→ **Your assignment**: An identical copy of all the records is what the answer must contain.

+++ Material provided

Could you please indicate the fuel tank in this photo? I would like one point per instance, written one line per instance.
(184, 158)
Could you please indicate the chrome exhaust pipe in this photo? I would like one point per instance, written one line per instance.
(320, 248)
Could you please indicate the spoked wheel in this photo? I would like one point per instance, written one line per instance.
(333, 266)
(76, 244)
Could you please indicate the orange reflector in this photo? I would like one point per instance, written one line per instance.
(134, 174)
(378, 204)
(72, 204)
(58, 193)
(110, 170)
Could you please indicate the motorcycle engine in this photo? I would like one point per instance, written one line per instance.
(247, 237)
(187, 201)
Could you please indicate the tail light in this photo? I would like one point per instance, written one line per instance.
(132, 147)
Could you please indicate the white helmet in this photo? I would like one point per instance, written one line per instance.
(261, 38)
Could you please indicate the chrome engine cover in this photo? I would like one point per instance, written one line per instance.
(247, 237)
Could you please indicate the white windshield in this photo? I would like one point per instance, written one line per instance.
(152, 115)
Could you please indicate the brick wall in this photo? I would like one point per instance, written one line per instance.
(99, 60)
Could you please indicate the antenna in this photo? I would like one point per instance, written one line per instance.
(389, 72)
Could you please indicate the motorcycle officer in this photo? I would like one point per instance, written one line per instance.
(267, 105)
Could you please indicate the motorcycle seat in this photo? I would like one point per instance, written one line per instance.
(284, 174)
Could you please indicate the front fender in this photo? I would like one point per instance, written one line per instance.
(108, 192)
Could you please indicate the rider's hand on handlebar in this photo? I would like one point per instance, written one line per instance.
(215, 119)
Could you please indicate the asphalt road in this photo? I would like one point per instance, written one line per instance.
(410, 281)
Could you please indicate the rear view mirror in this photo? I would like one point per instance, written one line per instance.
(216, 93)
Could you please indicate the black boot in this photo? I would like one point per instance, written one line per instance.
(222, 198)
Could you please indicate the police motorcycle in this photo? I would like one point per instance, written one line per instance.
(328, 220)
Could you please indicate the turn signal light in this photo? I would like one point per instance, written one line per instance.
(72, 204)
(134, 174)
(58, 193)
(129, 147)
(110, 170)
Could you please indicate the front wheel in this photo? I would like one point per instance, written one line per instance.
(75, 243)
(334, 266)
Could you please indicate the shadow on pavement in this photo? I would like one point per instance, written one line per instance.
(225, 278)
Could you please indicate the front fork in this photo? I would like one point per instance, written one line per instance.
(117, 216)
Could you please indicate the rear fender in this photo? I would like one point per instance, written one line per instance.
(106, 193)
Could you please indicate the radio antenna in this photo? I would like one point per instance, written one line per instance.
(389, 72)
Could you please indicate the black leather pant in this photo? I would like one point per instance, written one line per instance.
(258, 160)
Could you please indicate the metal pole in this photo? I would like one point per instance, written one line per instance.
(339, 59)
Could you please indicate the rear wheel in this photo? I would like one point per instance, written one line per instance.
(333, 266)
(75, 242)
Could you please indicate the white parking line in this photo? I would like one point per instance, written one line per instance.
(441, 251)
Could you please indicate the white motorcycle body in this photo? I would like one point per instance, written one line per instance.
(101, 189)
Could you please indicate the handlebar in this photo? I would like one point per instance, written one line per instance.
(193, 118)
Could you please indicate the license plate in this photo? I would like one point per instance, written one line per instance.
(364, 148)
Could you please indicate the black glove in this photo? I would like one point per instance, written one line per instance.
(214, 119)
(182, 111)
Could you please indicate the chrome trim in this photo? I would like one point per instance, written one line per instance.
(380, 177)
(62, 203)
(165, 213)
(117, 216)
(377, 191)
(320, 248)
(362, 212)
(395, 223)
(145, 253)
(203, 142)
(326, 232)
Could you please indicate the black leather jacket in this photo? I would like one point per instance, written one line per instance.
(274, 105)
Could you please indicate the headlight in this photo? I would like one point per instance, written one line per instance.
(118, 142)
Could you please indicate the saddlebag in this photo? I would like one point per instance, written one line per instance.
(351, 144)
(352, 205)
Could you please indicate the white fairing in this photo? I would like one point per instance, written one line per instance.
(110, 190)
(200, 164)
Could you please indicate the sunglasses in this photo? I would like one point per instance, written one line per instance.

++++++

→ **Answer below**:
Could you please indicate the fuel tank in this photo? I would like one point per instance, written one line per instance.
(184, 158)
Could you please indicate the chrome exhaust pipe in this photo? I would like one point per instance, written one line per instance.
(320, 248)
Could you please indicate the spoked wheel in this photo? I would like one point per instance, written one line per instance.
(333, 266)
(76, 244)
Could you please indicate the orange reflector in this photo? I would like one point per instance, written one line per instance.
(134, 174)
(378, 204)
(72, 204)
(58, 193)
(110, 170)
Could you please indicate the motorcycle engine in this photo? I would like one point per instance, written one line per instance.
(247, 237)
(187, 201)
Could you please indicate the tail light in this photo? I would like one point per instance, written one line per instance.
(132, 147)
Could you please indicate the white helmet in this photo? I would like one point per instance, written one line per instance.
(261, 38)
Could you please indicate the chrome engine cover in this photo? I would like one point per instance, written one line per instance.
(247, 237)
Could you please indicate the white windshield in this photo? I would like one point per instance, written one line per instance.
(152, 115)
Could you please indicate the brick wall in this photo? I would like one point per instance, written one line per instance.
(99, 60)
Could you please indicate the antenna in this photo? I would like one point per instance, written one line per instance.
(389, 72)
Could you please indicate the motorcycle officer in this photo? I would like one point per instance, written one line per instance.
(267, 105)
Could you please indicate the motorcycle seat in this photo? I would like one point per instance, written one line per instance.
(284, 174)
Could you please indicate the front fender in this photo? I would like one point per instance, written one line per instance.
(108, 192)
Could you please indicate the rider's hand on handlebar in this photo? I would like one point per instance, written one line per instance.
(215, 119)
Could you please indicate the asphalt road in this photo? I would like one point per instance, written one line per instance.
(410, 281)
Could you please indicate the rear view mirror in this photo? I would like one point per instance, written one line per instance.
(216, 93)
Could you please indicate the black boot in this photo? I would like one point per instance, written one line per instance.
(222, 198)
Could you please indicate the police motorcycle in this photo? I would like one point per instance, written one line per instance.
(328, 220)
Could you please indicate the turn signal light in this photo? I would like one point per instance, written one line per instance.
(72, 204)
(134, 174)
(58, 193)
(129, 147)
(110, 170)
Could you please indicate the front wheel in this photo? I would like one point per instance, written one line per instance.
(75, 243)
(334, 266)
Could you please indicate the shadow on pavement in this photo? I would like one point per instance, written one line per instance.
(225, 278)
Could you please indicate the front fork in this photo? I would like one point per instance, written one line per instance.
(117, 216)
Could you please indicate the rear fender in this photo? I would like one point per instance, written one line per instance.
(106, 193)
Could you please indicate the radio antenna in this photo? I would like one point per instance, written one line per instance.
(389, 72)
Could you please indicate the black leather pant in this photo? I would like one point per instance, written one line per instance.
(258, 160)
Could you please indicate the metal pole in this photo? I would like one point per instance, written one line per instance.
(339, 59)
Could you please indicate the rear wheel in this photo? I would like one point per instance, written one line per instance.
(333, 266)
(75, 242)
Could you please indicate the white parking line in this photo? I would like one point per instance, written one line per instance.
(441, 251)
Could you please indicate the white motorcycle body in this photo? I would like one point per instance, written one line per instance.
(101, 189)
Could you please indicate the handlebar in this photo? I would like one point per instance, written one line per instance.
(193, 118)
Could you please indicate the license plate in this photo? I would like one point per instance, written one line per instance.
(364, 148)
Could you please indicate the black glove in this photo? I would like one point per instance, written one line per instance.
(214, 119)
(182, 111)
Could you please indicate the chrome trim in this photo? I would like one point per instance, written one line per instance.
(380, 177)
(62, 203)
(165, 213)
(117, 216)
(377, 191)
(320, 248)
(362, 212)
(395, 223)
(145, 253)
(203, 142)
(326, 232)
Could you please indicate the black leather jacket in this photo? I would like one point per instance, written one line per instance.
(274, 105)
Could you please indicate the headlight in this photo? I would like one point per instance, written one line per instance.
(118, 142)
Could you please indicate the saddlebag in this photo? I would like one point per instance, written one line per instance.
(351, 144)
(352, 205)
Could you please indicate the white fairing in this photo? I would like one point per instance, written one line per instance.
(110, 190)
(200, 164)
Could you please indicate the sunglasses in this photo? I would like one point per instance, written one line per instance.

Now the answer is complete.